Excerpted passage:
This is an example of irony. As a child, Ruthie dreamed of living in a folk tale instead of living her real, hard-scrabble life. However, once she actually finds herself living in a folktale come to life, she discovers it is a nightmare. She has a visceral reaction to the realization that she was adopted.
“‘Auntie!’ I screamed, staring into the flames for signs of movement. There was none. But then, from behind the roar of the fire, I heard a voice. It was Auntie, calling my name.”
This is a dramatic, almost cinematic scene. The “roar of the fire” and the plaintive call of Auntie for Sara are sensory details that establish a tragic scene. The story leaves it ambiguous as to how Auntie escaped the fire. Sara sees no “signs of movement” from within the flames, which suggests the possibility that Auntie used magic to escape.
“Lucius says I am suffering from acute melancholia. He explained that Gertie’s death was too much for me to bear and that it has caused me to lose touch with reality. He said that in this state I am a danger to myself and others. I bit my tongue until it bled, knowing that if I argued it would be a further sign of my supposed madness.”

Material supplied:
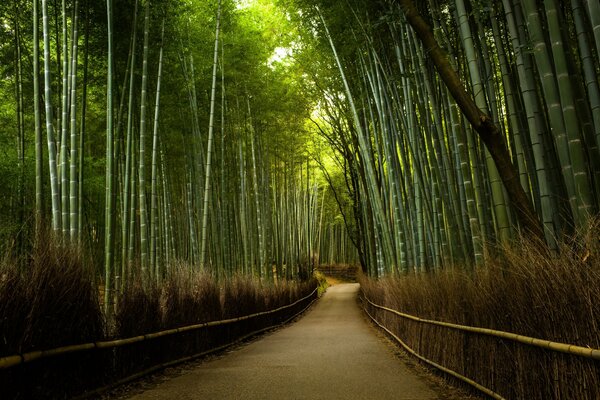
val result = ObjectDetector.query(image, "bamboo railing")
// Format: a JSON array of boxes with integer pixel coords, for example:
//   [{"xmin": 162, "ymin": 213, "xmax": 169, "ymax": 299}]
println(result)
[
  {"xmin": 0, "ymin": 288, "xmax": 317, "ymax": 369},
  {"xmin": 363, "ymin": 296, "xmax": 600, "ymax": 360},
  {"xmin": 361, "ymin": 293, "xmax": 600, "ymax": 400}
]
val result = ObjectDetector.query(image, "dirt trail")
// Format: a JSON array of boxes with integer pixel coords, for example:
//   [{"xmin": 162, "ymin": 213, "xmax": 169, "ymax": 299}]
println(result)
[{"xmin": 125, "ymin": 284, "xmax": 445, "ymax": 400}]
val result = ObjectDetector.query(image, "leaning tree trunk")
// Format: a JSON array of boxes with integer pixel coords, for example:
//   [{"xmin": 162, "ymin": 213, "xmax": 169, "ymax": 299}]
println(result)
[{"xmin": 399, "ymin": 0, "xmax": 544, "ymax": 241}]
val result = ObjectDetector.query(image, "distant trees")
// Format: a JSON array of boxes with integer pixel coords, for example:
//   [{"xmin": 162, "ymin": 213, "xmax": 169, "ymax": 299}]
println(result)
[
  {"xmin": 287, "ymin": 0, "xmax": 600, "ymax": 275},
  {"xmin": 0, "ymin": 0, "xmax": 353, "ymax": 300}
]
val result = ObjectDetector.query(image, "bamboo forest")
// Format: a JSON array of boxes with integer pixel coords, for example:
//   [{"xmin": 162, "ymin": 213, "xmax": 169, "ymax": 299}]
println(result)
[{"xmin": 0, "ymin": 0, "xmax": 600, "ymax": 400}]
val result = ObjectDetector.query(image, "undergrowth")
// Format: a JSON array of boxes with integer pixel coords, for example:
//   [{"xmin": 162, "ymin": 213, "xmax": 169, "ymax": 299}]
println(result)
[
  {"xmin": 0, "ymin": 235, "xmax": 317, "ymax": 399},
  {"xmin": 361, "ymin": 224, "xmax": 600, "ymax": 399}
]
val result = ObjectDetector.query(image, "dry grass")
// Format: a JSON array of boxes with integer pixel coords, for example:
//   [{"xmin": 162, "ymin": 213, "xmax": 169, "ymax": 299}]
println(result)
[
  {"xmin": 0, "ymin": 235, "xmax": 105, "ymax": 399},
  {"xmin": 0, "ymin": 235, "xmax": 316, "ymax": 399},
  {"xmin": 361, "ymin": 225, "xmax": 600, "ymax": 399}
]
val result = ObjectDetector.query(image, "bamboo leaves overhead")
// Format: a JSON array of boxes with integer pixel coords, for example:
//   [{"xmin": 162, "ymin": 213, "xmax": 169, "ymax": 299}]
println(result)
[{"xmin": 291, "ymin": 0, "xmax": 599, "ymax": 274}]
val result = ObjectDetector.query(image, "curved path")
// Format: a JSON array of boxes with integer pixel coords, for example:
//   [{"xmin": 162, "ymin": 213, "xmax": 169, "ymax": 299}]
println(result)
[{"xmin": 126, "ymin": 284, "xmax": 440, "ymax": 400}]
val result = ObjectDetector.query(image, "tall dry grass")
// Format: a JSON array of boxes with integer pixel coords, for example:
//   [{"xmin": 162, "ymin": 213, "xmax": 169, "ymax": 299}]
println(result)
[
  {"xmin": 361, "ymin": 223, "xmax": 600, "ymax": 399},
  {"xmin": 0, "ymin": 235, "xmax": 105, "ymax": 399},
  {"xmin": 0, "ymin": 234, "xmax": 316, "ymax": 399}
]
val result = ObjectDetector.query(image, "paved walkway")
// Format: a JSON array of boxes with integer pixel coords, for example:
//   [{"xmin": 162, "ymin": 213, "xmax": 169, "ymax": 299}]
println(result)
[{"xmin": 126, "ymin": 284, "xmax": 440, "ymax": 400}]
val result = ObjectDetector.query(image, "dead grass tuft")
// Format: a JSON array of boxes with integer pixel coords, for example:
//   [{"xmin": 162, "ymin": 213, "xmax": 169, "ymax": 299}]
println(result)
[{"xmin": 361, "ymin": 223, "xmax": 600, "ymax": 399}]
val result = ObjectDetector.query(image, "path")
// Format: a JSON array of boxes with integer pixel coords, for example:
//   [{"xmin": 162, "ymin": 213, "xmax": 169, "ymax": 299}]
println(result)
[{"xmin": 126, "ymin": 284, "xmax": 440, "ymax": 400}]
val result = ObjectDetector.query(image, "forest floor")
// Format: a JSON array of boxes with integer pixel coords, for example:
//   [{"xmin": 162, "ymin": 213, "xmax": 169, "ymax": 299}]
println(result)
[{"xmin": 104, "ymin": 281, "xmax": 478, "ymax": 400}]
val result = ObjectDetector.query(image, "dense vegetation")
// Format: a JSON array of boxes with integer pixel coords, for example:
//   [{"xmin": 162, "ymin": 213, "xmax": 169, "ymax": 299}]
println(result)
[
  {"xmin": 0, "ymin": 0, "xmax": 600, "ymax": 396},
  {"xmin": 0, "ymin": 0, "xmax": 354, "ymax": 309}
]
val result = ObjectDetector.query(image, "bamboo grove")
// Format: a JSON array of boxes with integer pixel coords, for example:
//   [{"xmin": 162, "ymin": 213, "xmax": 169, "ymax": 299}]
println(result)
[
  {"xmin": 0, "ymin": 0, "xmax": 355, "ymax": 310},
  {"xmin": 284, "ymin": 0, "xmax": 600, "ymax": 275},
  {"xmin": 0, "ymin": 0, "xmax": 600, "ymax": 286}
]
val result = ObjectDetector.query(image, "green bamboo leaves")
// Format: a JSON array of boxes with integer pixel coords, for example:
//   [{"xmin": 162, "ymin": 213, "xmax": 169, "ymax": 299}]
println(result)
[{"xmin": 298, "ymin": 0, "xmax": 599, "ymax": 274}]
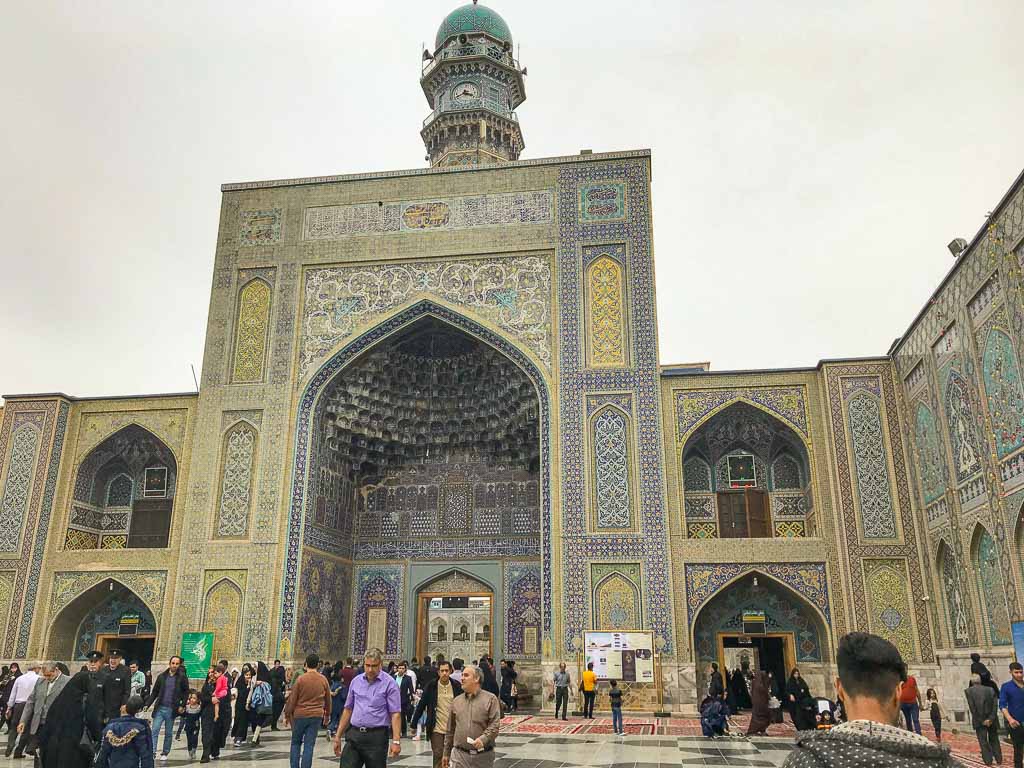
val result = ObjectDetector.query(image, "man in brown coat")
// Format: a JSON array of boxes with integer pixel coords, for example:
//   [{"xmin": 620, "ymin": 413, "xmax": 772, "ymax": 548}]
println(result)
[
  {"xmin": 285, "ymin": 653, "xmax": 331, "ymax": 768},
  {"xmin": 441, "ymin": 665, "xmax": 502, "ymax": 768}
]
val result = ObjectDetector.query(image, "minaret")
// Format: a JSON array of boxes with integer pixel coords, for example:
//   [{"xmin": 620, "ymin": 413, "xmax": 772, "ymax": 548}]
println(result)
[{"xmin": 420, "ymin": 0, "xmax": 526, "ymax": 166}]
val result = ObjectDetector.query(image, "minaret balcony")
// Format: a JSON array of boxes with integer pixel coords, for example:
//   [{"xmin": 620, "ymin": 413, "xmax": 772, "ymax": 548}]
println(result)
[
  {"xmin": 421, "ymin": 43, "xmax": 519, "ymax": 78},
  {"xmin": 423, "ymin": 98, "xmax": 519, "ymax": 128}
]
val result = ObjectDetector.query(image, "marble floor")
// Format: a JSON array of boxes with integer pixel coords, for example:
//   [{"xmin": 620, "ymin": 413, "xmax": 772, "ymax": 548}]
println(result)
[{"xmin": 61, "ymin": 731, "xmax": 793, "ymax": 768}]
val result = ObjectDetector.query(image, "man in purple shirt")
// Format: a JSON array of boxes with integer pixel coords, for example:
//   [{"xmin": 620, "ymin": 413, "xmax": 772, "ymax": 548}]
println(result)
[{"xmin": 334, "ymin": 648, "xmax": 401, "ymax": 768}]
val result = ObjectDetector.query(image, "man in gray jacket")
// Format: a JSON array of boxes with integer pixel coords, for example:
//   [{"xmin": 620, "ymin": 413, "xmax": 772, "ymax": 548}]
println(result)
[
  {"xmin": 964, "ymin": 675, "xmax": 1002, "ymax": 765},
  {"xmin": 17, "ymin": 662, "xmax": 69, "ymax": 755},
  {"xmin": 782, "ymin": 632, "xmax": 964, "ymax": 768}
]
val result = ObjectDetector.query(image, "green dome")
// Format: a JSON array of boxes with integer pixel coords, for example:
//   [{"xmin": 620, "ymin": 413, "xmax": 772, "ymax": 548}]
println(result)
[{"xmin": 434, "ymin": 3, "xmax": 512, "ymax": 50}]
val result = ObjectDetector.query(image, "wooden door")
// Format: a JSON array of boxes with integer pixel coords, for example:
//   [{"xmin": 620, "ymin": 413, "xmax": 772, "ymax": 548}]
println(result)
[
  {"xmin": 718, "ymin": 492, "xmax": 749, "ymax": 539},
  {"xmin": 743, "ymin": 488, "xmax": 771, "ymax": 539}
]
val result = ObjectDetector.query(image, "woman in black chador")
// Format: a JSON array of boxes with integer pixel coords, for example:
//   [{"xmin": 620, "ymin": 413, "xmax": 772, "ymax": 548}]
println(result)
[
  {"xmin": 39, "ymin": 672, "xmax": 99, "ymax": 768},
  {"xmin": 729, "ymin": 667, "xmax": 751, "ymax": 712}
]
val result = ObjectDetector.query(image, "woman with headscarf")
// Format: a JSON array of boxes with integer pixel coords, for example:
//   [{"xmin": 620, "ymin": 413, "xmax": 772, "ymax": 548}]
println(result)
[
  {"xmin": 231, "ymin": 665, "xmax": 253, "ymax": 746},
  {"xmin": 480, "ymin": 658, "xmax": 501, "ymax": 697},
  {"xmin": 0, "ymin": 662, "xmax": 22, "ymax": 729},
  {"xmin": 785, "ymin": 667, "xmax": 814, "ymax": 731},
  {"xmin": 746, "ymin": 670, "xmax": 771, "ymax": 736},
  {"xmin": 729, "ymin": 667, "xmax": 751, "ymax": 712},
  {"xmin": 971, "ymin": 653, "xmax": 999, "ymax": 698},
  {"xmin": 38, "ymin": 672, "xmax": 99, "ymax": 768},
  {"xmin": 246, "ymin": 662, "xmax": 273, "ymax": 745}
]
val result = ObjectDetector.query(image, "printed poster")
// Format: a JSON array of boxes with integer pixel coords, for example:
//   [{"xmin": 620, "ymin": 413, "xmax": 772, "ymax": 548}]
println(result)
[{"xmin": 584, "ymin": 632, "xmax": 654, "ymax": 683}]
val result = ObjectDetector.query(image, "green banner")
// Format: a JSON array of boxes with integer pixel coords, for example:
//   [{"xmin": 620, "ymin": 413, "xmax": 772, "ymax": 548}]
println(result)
[{"xmin": 181, "ymin": 632, "xmax": 213, "ymax": 680}]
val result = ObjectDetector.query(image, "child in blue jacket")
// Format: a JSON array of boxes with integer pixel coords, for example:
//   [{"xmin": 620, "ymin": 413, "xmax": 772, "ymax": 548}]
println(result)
[{"xmin": 96, "ymin": 695, "xmax": 153, "ymax": 768}]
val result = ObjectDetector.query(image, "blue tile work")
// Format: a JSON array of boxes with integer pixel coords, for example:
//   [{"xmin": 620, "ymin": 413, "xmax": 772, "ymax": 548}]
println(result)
[
  {"xmin": 502, "ymin": 560, "xmax": 544, "ymax": 658},
  {"xmin": 278, "ymin": 301, "xmax": 552, "ymax": 647},
  {"xmin": 350, "ymin": 565, "xmax": 406, "ymax": 657},
  {"xmin": 0, "ymin": 399, "xmax": 70, "ymax": 658},
  {"xmin": 557, "ymin": 160, "xmax": 675, "ymax": 654},
  {"xmin": 686, "ymin": 562, "xmax": 831, "ymax": 624},
  {"xmin": 676, "ymin": 386, "xmax": 808, "ymax": 438}
]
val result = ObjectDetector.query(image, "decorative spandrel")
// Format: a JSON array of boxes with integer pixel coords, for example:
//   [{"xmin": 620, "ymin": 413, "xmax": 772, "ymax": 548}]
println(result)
[
  {"xmin": 849, "ymin": 392, "xmax": 897, "ymax": 539},
  {"xmin": 0, "ymin": 424, "xmax": 39, "ymax": 552},
  {"xmin": 983, "ymin": 328, "xmax": 1024, "ymax": 459},
  {"xmin": 216, "ymin": 423, "xmax": 256, "ymax": 538},
  {"xmin": 231, "ymin": 280, "xmax": 270, "ymax": 384},
  {"xmin": 587, "ymin": 256, "xmax": 627, "ymax": 368},
  {"xmin": 593, "ymin": 408, "xmax": 633, "ymax": 529},
  {"xmin": 977, "ymin": 529, "xmax": 1013, "ymax": 645}
]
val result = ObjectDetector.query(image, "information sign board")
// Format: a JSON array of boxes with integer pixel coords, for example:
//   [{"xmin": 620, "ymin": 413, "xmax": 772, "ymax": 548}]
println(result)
[{"xmin": 584, "ymin": 631, "xmax": 654, "ymax": 683}]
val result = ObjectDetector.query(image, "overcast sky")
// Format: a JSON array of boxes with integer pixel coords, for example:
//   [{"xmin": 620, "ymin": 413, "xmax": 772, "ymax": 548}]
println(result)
[{"xmin": 0, "ymin": 0, "xmax": 1024, "ymax": 403}]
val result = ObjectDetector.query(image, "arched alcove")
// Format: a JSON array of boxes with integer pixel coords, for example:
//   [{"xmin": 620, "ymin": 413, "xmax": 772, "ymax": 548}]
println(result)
[
  {"xmin": 692, "ymin": 570, "xmax": 829, "ymax": 699},
  {"xmin": 682, "ymin": 400, "xmax": 813, "ymax": 539},
  {"xmin": 45, "ymin": 579, "xmax": 157, "ymax": 669},
  {"xmin": 65, "ymin": 424, "xmax": 177, "ymax": 550},
  {"xmin": 971, "ymin": 523, "xmax": 1013, "ymax": 646},
  {"xmin": 282, "ymin": 301, "xmax": 550, "ymax": 655}
]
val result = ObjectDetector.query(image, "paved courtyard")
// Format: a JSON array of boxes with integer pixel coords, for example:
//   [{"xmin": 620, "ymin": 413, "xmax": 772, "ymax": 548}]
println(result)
[{"xmin": 0, "ymin": 714, "xmax": 991, "ymax": 768}]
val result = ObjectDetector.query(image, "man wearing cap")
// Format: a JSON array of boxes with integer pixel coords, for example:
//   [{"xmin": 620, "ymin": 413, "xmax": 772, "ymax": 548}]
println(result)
[
  {"xmin": 97, "ymin": 649, "xmax": 131, "ymax": 725},
  {"xmin": 85, "ymin": 650, "xmax": 103, "ymax": 723},
  {"xmin": 333, "ymin": 648, "xmax": 401, "ymax": 768},
  {"xmin": 145, "ymin": 655, "xmax": 188, "ymax": 762},
  {"xmin": 4, "ymin": 662, "xmax": 40, "ymax": 758}
]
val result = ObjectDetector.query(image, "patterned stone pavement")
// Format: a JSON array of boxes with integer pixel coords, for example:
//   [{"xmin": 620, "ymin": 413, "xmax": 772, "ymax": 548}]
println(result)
[{"xmin": 0, "ymin": 715, "xmax": 991, "ymax": 768}]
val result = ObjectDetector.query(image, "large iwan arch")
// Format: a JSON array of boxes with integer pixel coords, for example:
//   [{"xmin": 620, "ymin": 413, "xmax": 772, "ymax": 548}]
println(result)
[{"xmin": 280, "ymin": 300, "xmax": 551, "ymax": 654}]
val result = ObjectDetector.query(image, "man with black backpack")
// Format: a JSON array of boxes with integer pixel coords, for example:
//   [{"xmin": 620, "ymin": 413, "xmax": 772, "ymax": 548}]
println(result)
[{"xmin": 145, "ymin": 656, "xmax": 188, "ymax": 761}]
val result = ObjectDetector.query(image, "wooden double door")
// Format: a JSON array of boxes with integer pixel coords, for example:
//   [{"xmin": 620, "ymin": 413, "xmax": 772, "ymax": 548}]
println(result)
[{"xmin": 718, "ymin": 488, "xmax": 771, "ymax": 539}]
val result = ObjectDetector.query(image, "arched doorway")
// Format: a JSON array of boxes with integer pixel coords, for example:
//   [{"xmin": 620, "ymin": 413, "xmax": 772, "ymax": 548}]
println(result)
[
  {"xmin": 46, "ymin": 579, "xmax": 157, "ymax": 670},
  {"xmin": 416, "ymin": 570, "xmax": 495, "ymax": 662},
  {"xmin": 693, "ymin": 571, "xmax": 828, "ymax": 700},
  {"xmin": 282, "ymin": 301, "xmax": 550, "ymax": 656},
  {"xmin": 682, "ymin": 401, "xmax": 814, "ymax": 539},
  {"xmin": 65, "ymin": 424, "xmax": 177, "ymax": 550}
]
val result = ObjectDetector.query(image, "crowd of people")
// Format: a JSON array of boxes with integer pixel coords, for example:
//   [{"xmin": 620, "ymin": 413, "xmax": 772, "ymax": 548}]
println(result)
[
  {"xmin": 0, "ymin": 650, "xmax": 518, "ymax": 768},
  {"xmin": 6, "ymin": 632, "xmax": 1024, "ymax": 768},
  {"xmin": 700, "ymin": 632, "xmax": 1024, "ymax": 768}
]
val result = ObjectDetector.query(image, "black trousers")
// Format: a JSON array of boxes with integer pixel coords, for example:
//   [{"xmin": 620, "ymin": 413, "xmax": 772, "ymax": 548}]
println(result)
[
  {"xmin": 200, "ymin": 707, "xmax": 220, "ymax": 760},
  {"xmin": 974, "ymin": 720, "xmax": 1002, "ymax": 765},
  {"xmin": 270, "ymin": 696, "xmax": 285, "ymax": 730},
  {"xmin": 555, "ymin": 686, "xmax": 569, "ymax": 718},
  {"xmin": 341, "ymin": 727, "xmax": 391, "ymax": 768},
  {"xmin": 4, "ymin": 701, "xmax": 29, "ymax": 757},
  {"xmin": 1010, "ymin": 725, "xmax": 1024, "ymax": 768},
  {"xmin": 214, "ymin": 696, "xmax": 231, "ymax": 755}
]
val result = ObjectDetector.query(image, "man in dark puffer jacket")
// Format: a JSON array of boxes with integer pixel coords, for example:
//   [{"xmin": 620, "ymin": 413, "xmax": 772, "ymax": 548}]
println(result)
[
  {"xmin": 96, "ymin": 696, "xmax": 154, "ymax": 768},
  {"xmin": 782, "ymin": 632, "xmax": 963, "ymax": 768}
]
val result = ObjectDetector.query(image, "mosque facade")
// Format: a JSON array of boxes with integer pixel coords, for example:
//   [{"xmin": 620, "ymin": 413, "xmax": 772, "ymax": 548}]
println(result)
[{"xmin": 6, "ymin": 4, "xmax": 1024, "ymax": 713}]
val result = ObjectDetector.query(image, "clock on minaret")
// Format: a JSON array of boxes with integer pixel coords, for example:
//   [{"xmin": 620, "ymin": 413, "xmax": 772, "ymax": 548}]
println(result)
[
  {"xmin": 420, "ymin": 2, "xmax": 526, "ymax": 166},
  {"xmin": 453, "ymin": 83, "xmax": 480, "ymax": 104}
]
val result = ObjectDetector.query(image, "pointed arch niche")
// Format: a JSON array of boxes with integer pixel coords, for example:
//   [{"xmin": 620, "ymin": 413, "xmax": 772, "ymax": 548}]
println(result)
[
  {"xmin": 691, "ymin": 570, "xmax": 828, "ymax": 704},
  {"xmin": 971, "ymin": 523, "xmax": 1013, "ymax": 645},
  {"xmin": 416, "ymin": 568, "xmax": 496, "ymax": 660},
  {"xmin": 213, "ymin": 421, "xmax": 259, "ymax": 539},
  {"xmin": 587, "ymin": 403, "xmax": 636, "ymax": 531},
  {"xmin": 682, "ymin": 400, "xmax": 814, "ymax": 539},
  {"xmin": 46, "ymin": 579, "xmax": 157, "ymax": 669},
  {"xmin": 935, "ymin": 541, "xmax": 974, "ymax": 648},
  {"xmin": 202, "ymin": 570, "xmax": 247, "ymax": 660},
  {"xmin": 584, "ymin": 246, "xmax": 629, "ymax": 368},
  {"xmin": 279, "ymin": 300, "xmax": 552, "ymax": 657},
  {"xmin": 590, "ymin": 563, "xmax": 643, "ymax": 631},
  {"xmin": 63, "ymin": 424, "xmax": 177, "ymax": 550},
  {"xmin": 231, "ymin": 278, "xmax": 272, "ymax": 384}
]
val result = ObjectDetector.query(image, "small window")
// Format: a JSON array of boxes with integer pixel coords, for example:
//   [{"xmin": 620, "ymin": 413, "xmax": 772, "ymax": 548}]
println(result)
[
  {"xmin": 142, "ymin": 467, "xmax": 167, "ymax": 499},
  {"xmin": 718, "ymin": 488, "xmax": 771, "ymax": 539}
]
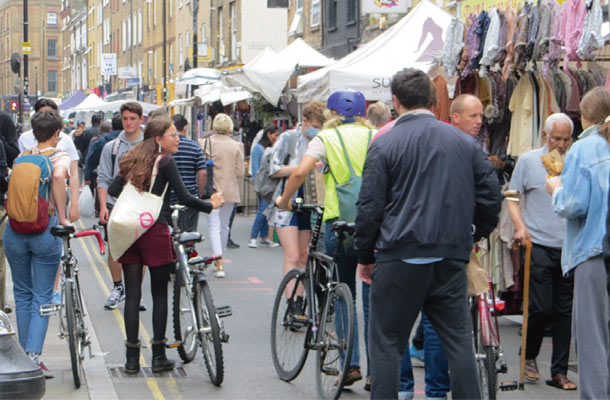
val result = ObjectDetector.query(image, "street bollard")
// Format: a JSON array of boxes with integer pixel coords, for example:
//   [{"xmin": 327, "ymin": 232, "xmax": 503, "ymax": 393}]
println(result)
[{"xmin": 0, "ymin": 311, "xmax": 46, "ymax": 399}]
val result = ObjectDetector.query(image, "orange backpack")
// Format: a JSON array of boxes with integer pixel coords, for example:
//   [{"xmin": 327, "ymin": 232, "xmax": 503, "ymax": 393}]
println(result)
[{"xmin": 6, "ymin": 149, "xmax": 57, "ymax": 233}]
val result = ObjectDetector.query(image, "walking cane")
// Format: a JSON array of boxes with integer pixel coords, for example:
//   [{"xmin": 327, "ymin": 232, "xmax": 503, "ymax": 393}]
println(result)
[{"xmin": 519, "ymin": 240, "xmax": 532, "ymax": 390}]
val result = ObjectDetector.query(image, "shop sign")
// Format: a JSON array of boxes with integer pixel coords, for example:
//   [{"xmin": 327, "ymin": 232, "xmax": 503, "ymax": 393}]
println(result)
[
  {"xmin": 459, "ymin": 0, "xmax": 525, "ymax": 21},
  {"xmin": 362, "ymin": 0, "xmax": 411, "ymax": 14}
]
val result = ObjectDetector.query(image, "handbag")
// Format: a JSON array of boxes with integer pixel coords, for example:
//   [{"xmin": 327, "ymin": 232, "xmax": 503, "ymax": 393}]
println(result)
[
  {"xmin": 201, "ymin": 137, "xmax": 215, "ymax": 199},
  {"xmin": 108, "ymin": 156, "xmax": 169, "ymax": 260}
]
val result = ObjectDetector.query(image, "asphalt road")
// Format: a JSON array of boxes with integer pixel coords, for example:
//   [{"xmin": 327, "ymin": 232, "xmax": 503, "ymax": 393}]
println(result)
[{"xmin": 66, "ymin": 215, "xmax": 578, "ymax": 399}]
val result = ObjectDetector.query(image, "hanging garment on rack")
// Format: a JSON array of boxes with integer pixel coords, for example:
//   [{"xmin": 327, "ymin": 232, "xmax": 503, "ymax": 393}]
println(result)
[
  {"xmin": 560, "ymin": 0, "xmax": 587, "ymax": 69},
  {"xmin": 514, "ymin": 3, "xmax": 532, "ymax": 70},
  {"xmin": 502, "ymin": 8, "xmax": 517, "ymax": 80},
  {"xmin": 441, "ymin": 17, "xmax": 464, "ymax": 78},
  {"xmin": 506, "ymin": 74, "xmax": 535, "ymax": 157},
  {"xmin": 432, "ymin": 75, "xmax": 451, "ymax": 121},
  {"xmin": 492, "ymin": 10, "xmax": 508, "ymax": 66},
  {"xmin": 576, "ymin": 0, "xmax": 604, "ymax": 60},
  {"xmin": 523, "ymin": 6, "xmax": 540, "ymax": 63},
  {"xmin": 532, "ymin": 4, "xmax": 551, "ymax": 61},
  {"xmin": 480, "ymin": 8, "xmax": 500, "ymax": 76}
]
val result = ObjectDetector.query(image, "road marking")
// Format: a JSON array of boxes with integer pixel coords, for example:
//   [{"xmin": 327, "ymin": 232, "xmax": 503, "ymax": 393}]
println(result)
[{"xmin": 78, "ymin": 220, "xmax": 182, "ymax": 400}]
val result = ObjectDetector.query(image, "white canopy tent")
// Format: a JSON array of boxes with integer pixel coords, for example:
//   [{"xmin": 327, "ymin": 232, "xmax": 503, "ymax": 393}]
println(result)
[
  {"xmin": 223, "ymin": 38, "xmax": 333, "ymax": 106},
  {"xmin": 297, "ymin": 0, "xmax": 452, "ymax": 103}
]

Requirement 1:
In the excerpted passage, what does Lucius say is wrong with the speaker?
Requirement 2:
Please rewrite the paragraph of the excerpted passage that begins "This is an example of irony" in a shorter form, keeping its main facts.
Requirement 3:
Print the excerpted passage between "This is a dramatic, almost" and "magic to escape.", inclusive.

Written reply 1:
Acute melancholia.

Written reply 2:
This is irony: as a child, Ruthie wished she lived in a folk tale rather than her hard-scrabble life, but when a folktale comes to life around her, it turns out to be a nightmare. She reacts viscerally to realizing she was adopted.

Written reply 3:
This is a dramatic, almost cinematic scene. The “roar of the fire” and the plaintive call of Auntie for Sara are sensory details that establish a tragic scene. The story leaves it ambiguous as to how Auntie escaped the fire. Sara sees no “signs of movement” from within the flames, which suggests the possibility that Auntie used magic to escape.